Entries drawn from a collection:
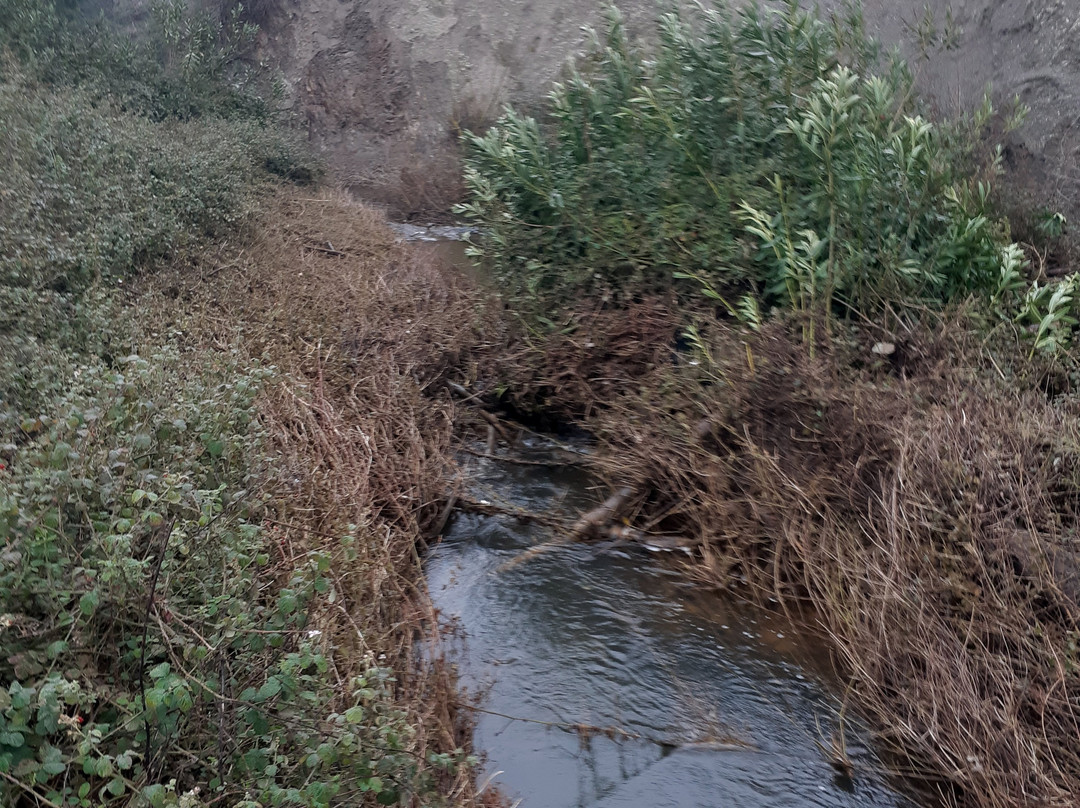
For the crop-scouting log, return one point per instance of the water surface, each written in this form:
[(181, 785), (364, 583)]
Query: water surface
[(733, 703)]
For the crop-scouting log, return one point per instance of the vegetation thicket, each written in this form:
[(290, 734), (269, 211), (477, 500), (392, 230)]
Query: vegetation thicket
[(785, 303), (211, 483)]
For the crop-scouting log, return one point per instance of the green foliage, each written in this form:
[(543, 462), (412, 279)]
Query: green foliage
[(756, 149), (156, 641), (157, 646), (188, 64)]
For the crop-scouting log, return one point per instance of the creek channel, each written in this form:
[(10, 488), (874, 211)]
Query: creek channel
[(715, 703), (605, 678)]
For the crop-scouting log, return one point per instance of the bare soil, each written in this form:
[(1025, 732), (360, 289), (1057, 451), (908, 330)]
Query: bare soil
[(382, 86)]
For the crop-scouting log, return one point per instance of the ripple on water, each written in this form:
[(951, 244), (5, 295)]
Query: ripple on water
[(575, 637)]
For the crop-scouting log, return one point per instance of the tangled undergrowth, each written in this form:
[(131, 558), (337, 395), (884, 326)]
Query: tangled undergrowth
[(821, 420), (362, 333), (921, 505), (221, 441)]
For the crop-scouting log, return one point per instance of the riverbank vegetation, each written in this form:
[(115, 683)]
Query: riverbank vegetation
[(219, 443), (788, 306)]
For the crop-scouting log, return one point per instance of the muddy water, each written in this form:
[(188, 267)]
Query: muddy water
[(730, 704)]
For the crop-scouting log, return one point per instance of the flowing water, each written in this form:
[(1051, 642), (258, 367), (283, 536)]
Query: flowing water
[(732, 705)]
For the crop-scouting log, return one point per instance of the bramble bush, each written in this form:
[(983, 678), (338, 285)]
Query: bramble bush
[(763, 153), (157, 645), (156, 641)]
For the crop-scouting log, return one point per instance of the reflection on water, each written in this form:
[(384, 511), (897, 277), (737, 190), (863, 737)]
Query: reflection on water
[(572, 636)]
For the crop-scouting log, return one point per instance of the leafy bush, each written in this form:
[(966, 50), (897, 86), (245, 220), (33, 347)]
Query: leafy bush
[(156, 637), (757, 151), (188, 64), (157, 644)]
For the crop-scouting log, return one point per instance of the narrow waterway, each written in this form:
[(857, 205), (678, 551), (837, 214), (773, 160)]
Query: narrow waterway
[(733, 707)]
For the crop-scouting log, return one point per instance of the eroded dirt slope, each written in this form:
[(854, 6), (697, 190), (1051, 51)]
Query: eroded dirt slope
[(381, 85)]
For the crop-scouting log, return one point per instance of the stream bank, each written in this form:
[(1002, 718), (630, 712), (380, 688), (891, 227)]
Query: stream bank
[(604, 677)]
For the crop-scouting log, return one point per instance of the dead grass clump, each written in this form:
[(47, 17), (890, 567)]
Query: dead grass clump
[(362, 332), (929, 516)]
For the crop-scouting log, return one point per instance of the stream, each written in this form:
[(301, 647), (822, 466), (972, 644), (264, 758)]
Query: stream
[(730, 704)]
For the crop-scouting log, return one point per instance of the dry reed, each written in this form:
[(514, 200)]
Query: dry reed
[(925, 510), (363, 333)]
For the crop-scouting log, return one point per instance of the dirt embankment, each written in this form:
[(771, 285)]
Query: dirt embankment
[(382, 86)]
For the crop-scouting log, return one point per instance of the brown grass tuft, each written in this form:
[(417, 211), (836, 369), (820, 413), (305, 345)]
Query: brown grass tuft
[(363, 332), (926, 511)]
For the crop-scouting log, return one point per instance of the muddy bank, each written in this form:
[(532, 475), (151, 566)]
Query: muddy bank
[(607, 679), (925, 505), (381, 88)]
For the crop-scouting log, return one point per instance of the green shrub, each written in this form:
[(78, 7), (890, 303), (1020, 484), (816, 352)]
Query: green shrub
[(187, 64), (755, 150), (156, 641)]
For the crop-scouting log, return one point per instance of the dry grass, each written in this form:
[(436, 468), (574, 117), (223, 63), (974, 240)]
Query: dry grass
[(363, 333), (927, 511)]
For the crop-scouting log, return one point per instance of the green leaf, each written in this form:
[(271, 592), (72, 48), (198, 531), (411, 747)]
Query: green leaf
[(89, 602), (271, 688)]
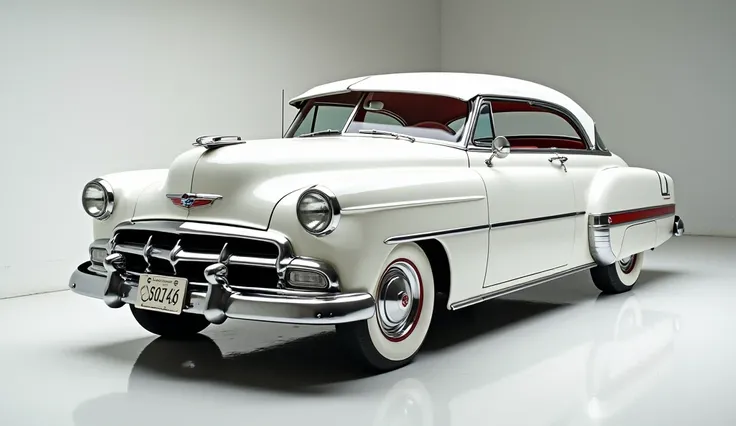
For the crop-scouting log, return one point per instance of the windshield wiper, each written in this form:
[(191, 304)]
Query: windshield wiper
[(385, 133), (321, 132)]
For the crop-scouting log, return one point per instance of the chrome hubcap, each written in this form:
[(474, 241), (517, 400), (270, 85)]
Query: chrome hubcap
[(399, 299), (627, 264)]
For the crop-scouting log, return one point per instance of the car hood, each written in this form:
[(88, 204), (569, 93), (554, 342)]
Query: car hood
[(252, 177)]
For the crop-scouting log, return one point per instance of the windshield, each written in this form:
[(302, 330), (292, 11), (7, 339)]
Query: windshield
[(406, 114)]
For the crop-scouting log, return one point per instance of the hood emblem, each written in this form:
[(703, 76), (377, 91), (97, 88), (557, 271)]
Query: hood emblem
[(216, 141), (189, 200)]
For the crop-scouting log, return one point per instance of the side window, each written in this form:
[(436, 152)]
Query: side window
[(323, 117), (520, 123), (456, 125), (533, 126), (484, 127), (379, 118)]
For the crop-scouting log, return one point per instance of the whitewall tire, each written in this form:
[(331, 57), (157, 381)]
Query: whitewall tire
[(404, 305), (619, 277)]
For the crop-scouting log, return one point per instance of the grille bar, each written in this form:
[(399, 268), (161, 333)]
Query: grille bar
[(252, 262), (180, 255)]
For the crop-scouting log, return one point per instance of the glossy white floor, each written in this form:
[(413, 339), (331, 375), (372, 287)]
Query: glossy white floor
[(557, 354)]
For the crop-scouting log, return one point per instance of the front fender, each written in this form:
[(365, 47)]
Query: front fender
[(375, 207)]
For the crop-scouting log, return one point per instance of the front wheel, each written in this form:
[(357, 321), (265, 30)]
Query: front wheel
[(619, 277), (168, 325), (404, 306)]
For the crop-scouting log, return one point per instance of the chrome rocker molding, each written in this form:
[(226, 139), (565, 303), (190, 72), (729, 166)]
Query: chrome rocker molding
[(678, 230), (518, 287), (218, 299)]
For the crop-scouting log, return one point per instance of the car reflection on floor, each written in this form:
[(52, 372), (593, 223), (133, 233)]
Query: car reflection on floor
[(512, 361)]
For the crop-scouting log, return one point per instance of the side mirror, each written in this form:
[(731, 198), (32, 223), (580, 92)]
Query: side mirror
[(501, 148)]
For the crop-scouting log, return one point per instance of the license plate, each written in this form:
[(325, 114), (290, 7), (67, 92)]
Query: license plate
[(161, 293)]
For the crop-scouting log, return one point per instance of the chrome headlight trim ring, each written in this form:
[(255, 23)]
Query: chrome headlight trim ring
[(331, 202), (107, 190)]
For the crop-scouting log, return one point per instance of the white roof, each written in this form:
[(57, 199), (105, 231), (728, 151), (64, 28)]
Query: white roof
[(464, 86)]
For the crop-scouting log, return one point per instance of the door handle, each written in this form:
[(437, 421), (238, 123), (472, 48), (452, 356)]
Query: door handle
[(562, 161)]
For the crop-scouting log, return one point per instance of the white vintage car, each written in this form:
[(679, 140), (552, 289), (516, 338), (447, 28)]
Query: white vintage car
[(384, 192)]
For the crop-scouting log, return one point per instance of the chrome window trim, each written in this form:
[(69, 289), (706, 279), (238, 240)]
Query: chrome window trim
[(545, 104)]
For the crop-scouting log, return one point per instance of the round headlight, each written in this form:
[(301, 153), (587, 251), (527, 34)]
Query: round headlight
[(318, 211), (97, 199)]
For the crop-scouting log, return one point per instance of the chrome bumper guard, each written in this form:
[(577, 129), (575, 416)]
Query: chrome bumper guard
[(217, 301)]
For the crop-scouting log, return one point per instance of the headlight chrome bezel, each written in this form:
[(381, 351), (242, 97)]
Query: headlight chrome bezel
[(107, 190), (332, 203)]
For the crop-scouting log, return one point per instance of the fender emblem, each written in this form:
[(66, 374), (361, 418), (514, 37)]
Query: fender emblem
[(188, 200)]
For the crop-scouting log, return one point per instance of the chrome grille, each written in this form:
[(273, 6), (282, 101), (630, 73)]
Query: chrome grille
[(250, 262)]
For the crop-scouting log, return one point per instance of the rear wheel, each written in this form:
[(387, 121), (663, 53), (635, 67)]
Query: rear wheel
[(619, 277), (168, 325), (404, 306)]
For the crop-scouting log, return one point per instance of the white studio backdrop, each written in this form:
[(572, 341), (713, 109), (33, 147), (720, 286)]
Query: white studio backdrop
[(89, 88), (658, 76)]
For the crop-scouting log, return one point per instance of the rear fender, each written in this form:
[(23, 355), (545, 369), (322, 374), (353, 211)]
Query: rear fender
[(630, 210)]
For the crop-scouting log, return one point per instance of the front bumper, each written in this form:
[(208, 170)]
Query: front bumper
[(218, 302)]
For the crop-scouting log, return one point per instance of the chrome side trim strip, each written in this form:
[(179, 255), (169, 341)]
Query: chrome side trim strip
[(601, 221), (370, 208), (508, 290), (434, 234), (535, 219)]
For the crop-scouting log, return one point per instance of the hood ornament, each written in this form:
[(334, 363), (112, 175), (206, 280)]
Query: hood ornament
[(189, 200), (216, 141)]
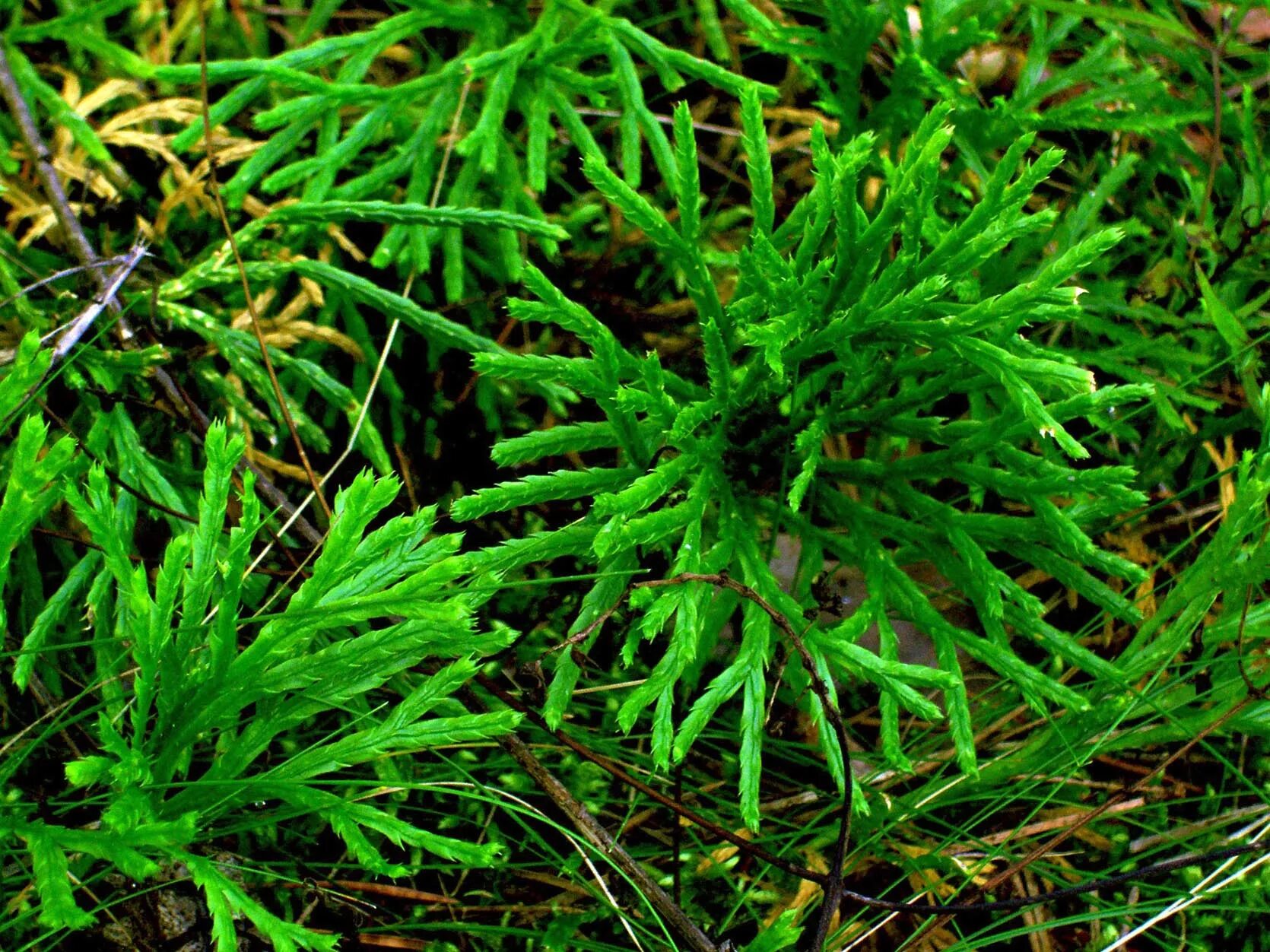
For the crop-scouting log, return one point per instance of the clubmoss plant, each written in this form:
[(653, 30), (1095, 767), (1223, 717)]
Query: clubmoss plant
[(843, 322)]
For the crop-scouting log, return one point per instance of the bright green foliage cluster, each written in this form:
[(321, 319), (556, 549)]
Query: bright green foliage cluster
[(843, 322), (992, 318), (191, 720)]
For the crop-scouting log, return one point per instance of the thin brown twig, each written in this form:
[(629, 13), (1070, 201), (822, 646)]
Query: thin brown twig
[(83, 249), (598, 836), (833, 885), (214, 187)]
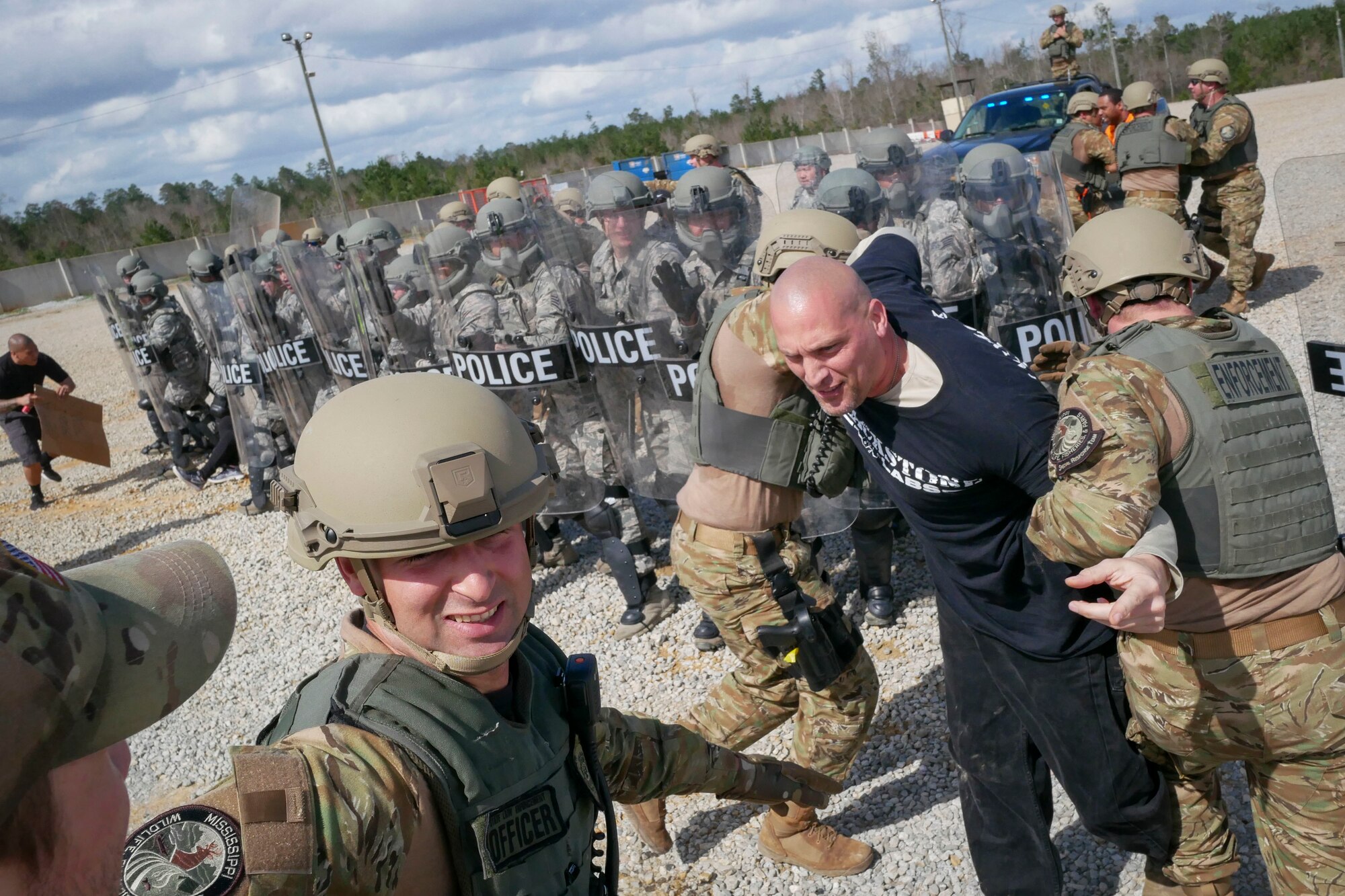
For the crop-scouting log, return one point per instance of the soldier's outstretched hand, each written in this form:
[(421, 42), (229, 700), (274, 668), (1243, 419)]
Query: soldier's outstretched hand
[(771, 780), (1144, 584)]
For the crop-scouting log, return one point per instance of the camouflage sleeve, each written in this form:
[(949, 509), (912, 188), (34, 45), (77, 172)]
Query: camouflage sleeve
[(1105, 458), (645, 758), (1227, 130), (751, 323)]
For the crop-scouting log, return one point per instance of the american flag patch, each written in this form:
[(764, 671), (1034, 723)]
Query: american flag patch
[(36, 565)]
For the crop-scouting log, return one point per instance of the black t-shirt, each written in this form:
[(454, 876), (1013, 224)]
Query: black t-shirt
[(966, 469), (20, 380)]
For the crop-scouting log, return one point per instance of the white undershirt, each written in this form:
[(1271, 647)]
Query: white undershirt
[(918, 385)]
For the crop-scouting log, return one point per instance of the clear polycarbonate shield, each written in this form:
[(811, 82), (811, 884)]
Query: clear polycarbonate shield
[(294, 377), (797, 186), (328, 292), (107, 299), (516, 341), (638, 330), (259, 423), (1307, 193), (1023, 304), (252, 212)]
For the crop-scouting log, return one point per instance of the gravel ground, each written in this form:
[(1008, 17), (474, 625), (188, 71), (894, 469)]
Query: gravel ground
[(902, 794)]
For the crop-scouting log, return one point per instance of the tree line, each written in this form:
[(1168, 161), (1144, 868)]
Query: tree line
[(887, 85)]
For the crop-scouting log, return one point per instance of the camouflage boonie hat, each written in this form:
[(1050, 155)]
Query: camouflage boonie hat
[(103, 651)]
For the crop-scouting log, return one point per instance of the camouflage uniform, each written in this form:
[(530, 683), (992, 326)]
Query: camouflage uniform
[(1065, 67), (1231, 208), (362, 806), (730, 585), (1280, 712), (1098, 149)]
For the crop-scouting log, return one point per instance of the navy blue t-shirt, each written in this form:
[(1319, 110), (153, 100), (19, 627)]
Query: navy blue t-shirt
[(966, 469)]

Aim of the exercise>
Please copy every line from the start of the entries through the line containing "[(733, 703)]", including that line and nothing past it, shifting each coordinate in the answers by -91. Leave the pictures out.

Result of this exercise>
For the crop-scouting log, return one point per instance of the water surface, each written in this form:
[(181, 785), (364, 583)]
Query: water surface
[(642, 612)]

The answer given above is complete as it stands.